Task description: In the entries below, every line that contains "sand" must be located and copied.

Record extracts:
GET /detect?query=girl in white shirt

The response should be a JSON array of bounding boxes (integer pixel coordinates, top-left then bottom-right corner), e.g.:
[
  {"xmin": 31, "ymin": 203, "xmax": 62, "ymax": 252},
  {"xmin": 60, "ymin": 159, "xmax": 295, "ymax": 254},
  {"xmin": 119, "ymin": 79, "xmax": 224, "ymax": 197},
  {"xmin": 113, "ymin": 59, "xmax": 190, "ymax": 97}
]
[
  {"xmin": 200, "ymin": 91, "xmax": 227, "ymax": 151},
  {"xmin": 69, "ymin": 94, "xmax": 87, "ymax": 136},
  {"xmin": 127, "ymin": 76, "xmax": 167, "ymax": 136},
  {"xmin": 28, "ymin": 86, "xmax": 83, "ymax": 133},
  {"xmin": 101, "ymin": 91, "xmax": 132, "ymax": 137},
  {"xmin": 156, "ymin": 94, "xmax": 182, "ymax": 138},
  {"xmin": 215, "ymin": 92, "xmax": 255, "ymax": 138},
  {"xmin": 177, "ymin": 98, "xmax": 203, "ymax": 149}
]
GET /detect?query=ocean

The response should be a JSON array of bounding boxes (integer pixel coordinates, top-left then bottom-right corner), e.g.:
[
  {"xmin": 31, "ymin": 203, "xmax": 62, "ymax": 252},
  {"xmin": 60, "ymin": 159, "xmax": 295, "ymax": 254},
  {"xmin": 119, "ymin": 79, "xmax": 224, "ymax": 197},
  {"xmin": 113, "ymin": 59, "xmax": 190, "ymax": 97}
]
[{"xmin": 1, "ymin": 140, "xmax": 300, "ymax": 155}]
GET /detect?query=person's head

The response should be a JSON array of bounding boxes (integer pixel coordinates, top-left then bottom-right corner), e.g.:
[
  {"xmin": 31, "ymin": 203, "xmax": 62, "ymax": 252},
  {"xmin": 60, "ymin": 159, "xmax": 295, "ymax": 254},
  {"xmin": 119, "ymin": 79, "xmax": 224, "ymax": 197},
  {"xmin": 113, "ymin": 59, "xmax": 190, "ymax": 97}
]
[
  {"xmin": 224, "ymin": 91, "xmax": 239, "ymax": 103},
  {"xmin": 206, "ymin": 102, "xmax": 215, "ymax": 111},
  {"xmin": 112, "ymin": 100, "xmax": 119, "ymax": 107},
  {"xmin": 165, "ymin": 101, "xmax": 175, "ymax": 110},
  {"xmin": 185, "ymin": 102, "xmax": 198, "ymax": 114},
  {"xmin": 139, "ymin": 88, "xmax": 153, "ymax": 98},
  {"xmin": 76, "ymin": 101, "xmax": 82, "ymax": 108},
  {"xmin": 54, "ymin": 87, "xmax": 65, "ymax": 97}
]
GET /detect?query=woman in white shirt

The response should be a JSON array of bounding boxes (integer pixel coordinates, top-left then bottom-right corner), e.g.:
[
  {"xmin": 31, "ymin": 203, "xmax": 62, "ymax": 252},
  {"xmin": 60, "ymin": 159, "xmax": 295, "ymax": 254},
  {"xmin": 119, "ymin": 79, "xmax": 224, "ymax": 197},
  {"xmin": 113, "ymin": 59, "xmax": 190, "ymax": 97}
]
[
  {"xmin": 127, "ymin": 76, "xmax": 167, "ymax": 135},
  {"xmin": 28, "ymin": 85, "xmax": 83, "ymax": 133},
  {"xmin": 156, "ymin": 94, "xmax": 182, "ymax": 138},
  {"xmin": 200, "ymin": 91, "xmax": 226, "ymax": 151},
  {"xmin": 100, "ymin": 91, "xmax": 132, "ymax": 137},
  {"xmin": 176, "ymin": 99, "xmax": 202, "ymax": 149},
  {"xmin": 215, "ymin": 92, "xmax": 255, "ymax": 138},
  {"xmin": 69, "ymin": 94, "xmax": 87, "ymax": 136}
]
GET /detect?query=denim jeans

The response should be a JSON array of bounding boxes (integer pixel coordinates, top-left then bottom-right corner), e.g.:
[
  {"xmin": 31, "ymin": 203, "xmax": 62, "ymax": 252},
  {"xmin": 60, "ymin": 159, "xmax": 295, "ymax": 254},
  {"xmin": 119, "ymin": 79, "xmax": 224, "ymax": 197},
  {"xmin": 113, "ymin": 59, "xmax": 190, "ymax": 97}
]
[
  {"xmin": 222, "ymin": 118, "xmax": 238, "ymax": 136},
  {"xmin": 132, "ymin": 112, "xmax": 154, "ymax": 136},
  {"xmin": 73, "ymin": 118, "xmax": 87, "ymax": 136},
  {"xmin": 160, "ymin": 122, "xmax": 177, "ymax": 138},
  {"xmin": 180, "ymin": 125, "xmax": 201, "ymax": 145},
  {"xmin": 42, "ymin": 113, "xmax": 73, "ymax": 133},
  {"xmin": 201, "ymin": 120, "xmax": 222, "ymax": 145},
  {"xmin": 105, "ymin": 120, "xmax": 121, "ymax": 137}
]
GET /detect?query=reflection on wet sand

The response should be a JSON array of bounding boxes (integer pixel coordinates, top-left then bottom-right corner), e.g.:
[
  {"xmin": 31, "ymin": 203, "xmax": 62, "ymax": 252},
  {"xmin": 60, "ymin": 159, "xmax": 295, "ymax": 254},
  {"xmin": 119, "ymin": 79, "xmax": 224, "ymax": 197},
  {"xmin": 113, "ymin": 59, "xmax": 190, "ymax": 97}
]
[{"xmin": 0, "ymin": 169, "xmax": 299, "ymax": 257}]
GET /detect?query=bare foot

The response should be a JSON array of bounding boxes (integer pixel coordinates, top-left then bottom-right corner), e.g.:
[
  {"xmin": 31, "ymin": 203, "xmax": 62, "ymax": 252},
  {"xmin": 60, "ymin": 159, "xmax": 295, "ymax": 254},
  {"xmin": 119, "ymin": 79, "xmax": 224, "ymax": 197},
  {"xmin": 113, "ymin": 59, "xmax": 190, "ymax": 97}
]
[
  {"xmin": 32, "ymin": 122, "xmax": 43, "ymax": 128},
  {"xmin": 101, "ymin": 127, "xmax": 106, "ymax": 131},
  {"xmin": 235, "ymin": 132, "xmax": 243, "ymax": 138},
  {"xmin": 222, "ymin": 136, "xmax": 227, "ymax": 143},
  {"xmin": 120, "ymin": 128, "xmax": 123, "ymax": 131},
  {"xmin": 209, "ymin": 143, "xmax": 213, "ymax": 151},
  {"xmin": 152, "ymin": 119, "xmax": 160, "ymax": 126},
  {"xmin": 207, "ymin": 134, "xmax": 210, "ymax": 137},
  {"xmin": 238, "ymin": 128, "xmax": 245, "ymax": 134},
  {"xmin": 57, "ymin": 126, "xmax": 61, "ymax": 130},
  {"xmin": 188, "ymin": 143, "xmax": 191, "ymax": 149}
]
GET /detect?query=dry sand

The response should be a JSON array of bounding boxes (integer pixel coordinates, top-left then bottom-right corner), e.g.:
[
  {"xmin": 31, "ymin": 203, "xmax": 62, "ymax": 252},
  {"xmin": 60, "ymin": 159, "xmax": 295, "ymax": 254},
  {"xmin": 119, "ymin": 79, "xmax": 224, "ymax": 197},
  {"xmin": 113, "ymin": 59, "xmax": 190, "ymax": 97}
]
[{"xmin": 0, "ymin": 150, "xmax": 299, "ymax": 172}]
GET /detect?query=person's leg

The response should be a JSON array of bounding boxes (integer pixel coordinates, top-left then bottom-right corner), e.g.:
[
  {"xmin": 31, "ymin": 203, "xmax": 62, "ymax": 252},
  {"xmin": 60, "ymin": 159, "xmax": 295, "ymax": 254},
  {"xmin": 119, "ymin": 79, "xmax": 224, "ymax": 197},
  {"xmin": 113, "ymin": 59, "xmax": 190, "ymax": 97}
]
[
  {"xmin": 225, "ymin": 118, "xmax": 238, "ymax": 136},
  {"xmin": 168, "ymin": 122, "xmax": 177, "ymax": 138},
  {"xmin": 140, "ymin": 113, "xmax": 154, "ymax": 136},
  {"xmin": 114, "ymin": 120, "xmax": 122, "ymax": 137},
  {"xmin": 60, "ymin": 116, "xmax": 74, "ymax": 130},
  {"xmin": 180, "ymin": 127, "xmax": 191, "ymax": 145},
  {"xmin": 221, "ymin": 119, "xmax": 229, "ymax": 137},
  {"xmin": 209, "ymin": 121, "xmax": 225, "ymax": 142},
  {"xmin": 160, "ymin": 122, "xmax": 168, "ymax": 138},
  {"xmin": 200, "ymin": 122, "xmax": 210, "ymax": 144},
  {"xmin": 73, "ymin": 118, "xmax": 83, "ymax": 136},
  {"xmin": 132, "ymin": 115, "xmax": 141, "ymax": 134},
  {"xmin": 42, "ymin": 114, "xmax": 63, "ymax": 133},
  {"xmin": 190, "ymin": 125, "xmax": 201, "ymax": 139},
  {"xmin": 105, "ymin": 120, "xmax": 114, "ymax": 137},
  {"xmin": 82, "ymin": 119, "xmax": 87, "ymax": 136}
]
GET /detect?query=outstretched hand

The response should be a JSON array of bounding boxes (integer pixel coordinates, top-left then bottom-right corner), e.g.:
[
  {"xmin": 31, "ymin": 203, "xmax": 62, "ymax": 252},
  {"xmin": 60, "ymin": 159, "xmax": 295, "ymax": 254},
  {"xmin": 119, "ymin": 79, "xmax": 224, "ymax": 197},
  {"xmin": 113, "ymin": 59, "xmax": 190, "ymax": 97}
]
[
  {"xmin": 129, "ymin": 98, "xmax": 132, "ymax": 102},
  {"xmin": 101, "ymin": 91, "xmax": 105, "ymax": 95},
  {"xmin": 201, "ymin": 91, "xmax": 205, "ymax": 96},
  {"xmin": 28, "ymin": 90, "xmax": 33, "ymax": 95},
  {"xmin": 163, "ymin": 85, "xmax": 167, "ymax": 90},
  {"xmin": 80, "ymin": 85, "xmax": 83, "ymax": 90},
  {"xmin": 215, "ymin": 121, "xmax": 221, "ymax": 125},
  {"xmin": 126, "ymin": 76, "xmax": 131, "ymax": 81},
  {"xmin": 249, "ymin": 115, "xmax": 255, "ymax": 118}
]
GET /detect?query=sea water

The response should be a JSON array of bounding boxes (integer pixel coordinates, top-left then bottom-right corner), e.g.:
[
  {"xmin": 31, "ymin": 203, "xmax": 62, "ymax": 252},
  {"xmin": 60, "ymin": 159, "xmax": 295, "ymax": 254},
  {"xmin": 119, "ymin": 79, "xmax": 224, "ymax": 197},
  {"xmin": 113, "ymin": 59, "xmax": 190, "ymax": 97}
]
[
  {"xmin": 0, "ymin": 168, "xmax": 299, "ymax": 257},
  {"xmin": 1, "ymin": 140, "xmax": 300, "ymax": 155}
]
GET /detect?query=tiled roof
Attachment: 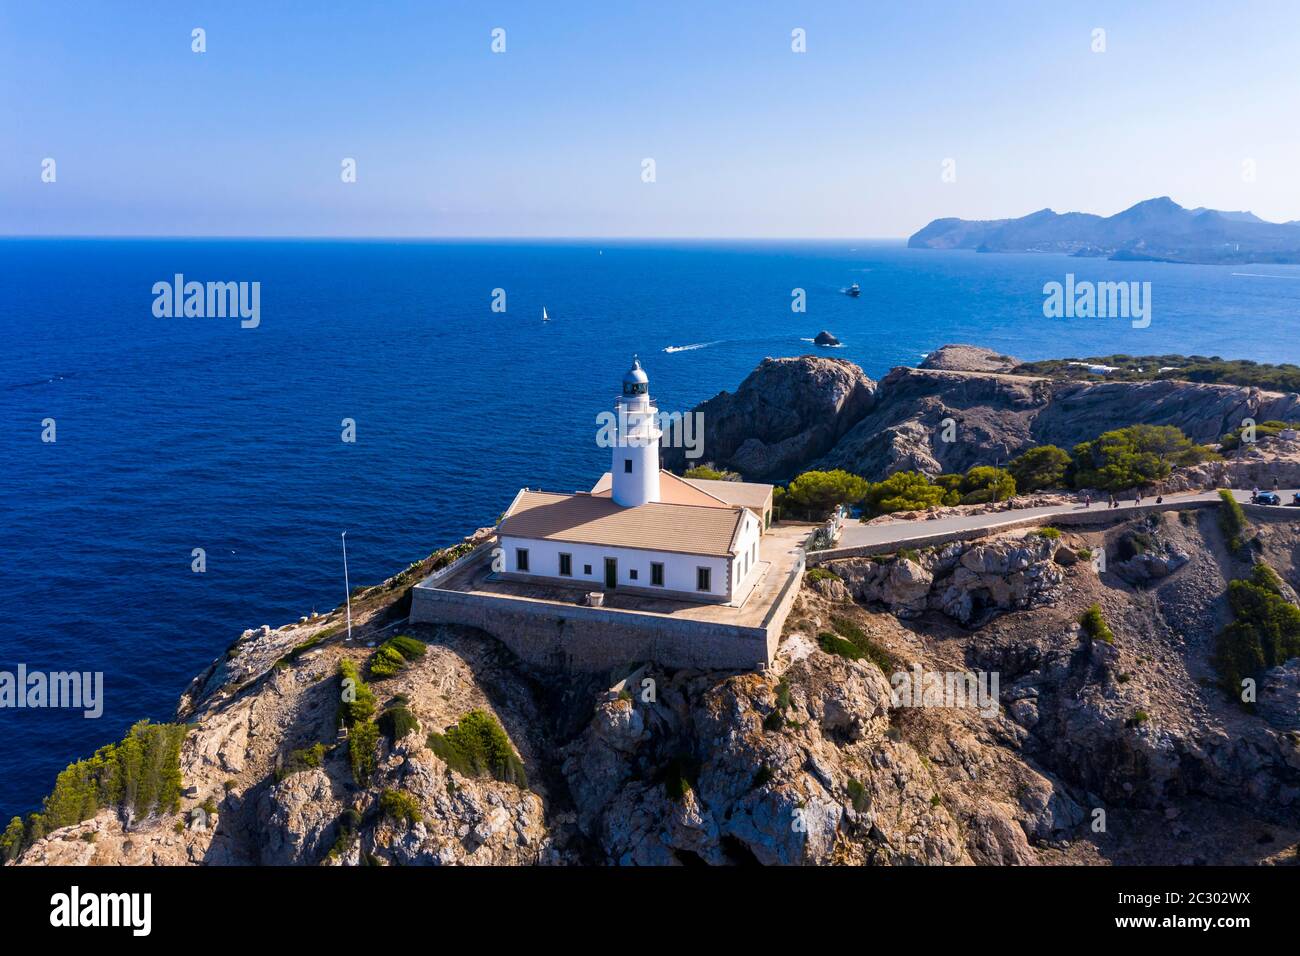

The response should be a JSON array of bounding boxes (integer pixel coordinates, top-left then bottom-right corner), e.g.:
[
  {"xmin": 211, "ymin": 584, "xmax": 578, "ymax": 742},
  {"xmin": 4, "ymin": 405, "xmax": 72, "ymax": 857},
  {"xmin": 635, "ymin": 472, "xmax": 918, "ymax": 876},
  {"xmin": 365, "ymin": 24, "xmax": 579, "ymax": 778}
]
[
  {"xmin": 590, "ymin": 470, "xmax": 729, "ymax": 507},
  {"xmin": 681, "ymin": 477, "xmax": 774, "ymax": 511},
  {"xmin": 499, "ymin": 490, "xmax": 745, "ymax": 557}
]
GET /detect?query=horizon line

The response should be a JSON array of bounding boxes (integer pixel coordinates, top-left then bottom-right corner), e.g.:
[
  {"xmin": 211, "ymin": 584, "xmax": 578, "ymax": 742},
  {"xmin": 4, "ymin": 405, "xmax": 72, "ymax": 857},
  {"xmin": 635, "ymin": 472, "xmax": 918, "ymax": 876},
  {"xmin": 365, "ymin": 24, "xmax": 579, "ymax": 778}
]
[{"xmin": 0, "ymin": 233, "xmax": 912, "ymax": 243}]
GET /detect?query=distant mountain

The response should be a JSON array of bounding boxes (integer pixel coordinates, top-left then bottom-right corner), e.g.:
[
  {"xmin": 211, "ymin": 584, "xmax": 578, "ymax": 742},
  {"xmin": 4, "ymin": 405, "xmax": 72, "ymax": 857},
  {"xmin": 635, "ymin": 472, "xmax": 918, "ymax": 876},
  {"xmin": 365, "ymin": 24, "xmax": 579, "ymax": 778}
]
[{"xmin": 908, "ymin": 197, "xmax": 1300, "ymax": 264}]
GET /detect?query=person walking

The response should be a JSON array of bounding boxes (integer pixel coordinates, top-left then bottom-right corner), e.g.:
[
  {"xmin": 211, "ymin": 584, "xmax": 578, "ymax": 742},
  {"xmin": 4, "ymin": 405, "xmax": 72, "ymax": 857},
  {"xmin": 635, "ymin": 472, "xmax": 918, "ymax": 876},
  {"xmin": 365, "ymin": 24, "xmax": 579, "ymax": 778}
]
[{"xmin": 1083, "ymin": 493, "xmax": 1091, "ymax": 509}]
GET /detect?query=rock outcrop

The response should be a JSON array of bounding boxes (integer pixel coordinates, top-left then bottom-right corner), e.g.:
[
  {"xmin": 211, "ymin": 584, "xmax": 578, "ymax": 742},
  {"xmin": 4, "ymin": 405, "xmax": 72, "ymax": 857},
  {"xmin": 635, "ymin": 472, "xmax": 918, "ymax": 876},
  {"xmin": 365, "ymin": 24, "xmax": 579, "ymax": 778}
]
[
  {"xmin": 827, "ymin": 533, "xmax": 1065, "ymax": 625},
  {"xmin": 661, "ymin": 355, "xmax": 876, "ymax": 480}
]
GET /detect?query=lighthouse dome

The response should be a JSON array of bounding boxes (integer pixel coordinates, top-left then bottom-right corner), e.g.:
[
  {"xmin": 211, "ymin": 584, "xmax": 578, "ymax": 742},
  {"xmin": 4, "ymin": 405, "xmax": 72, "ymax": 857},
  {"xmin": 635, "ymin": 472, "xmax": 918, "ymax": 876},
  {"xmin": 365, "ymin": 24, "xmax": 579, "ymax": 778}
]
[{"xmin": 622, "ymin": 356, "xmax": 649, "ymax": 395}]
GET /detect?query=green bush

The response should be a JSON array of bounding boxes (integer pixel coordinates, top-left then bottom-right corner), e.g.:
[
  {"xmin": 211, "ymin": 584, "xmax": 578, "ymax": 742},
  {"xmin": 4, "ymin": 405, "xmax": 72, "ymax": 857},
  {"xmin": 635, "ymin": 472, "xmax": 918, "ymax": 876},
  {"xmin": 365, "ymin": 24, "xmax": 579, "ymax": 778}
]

Output:
GET /detect?query=reflection on wet sand
GET /detect?query=dry sand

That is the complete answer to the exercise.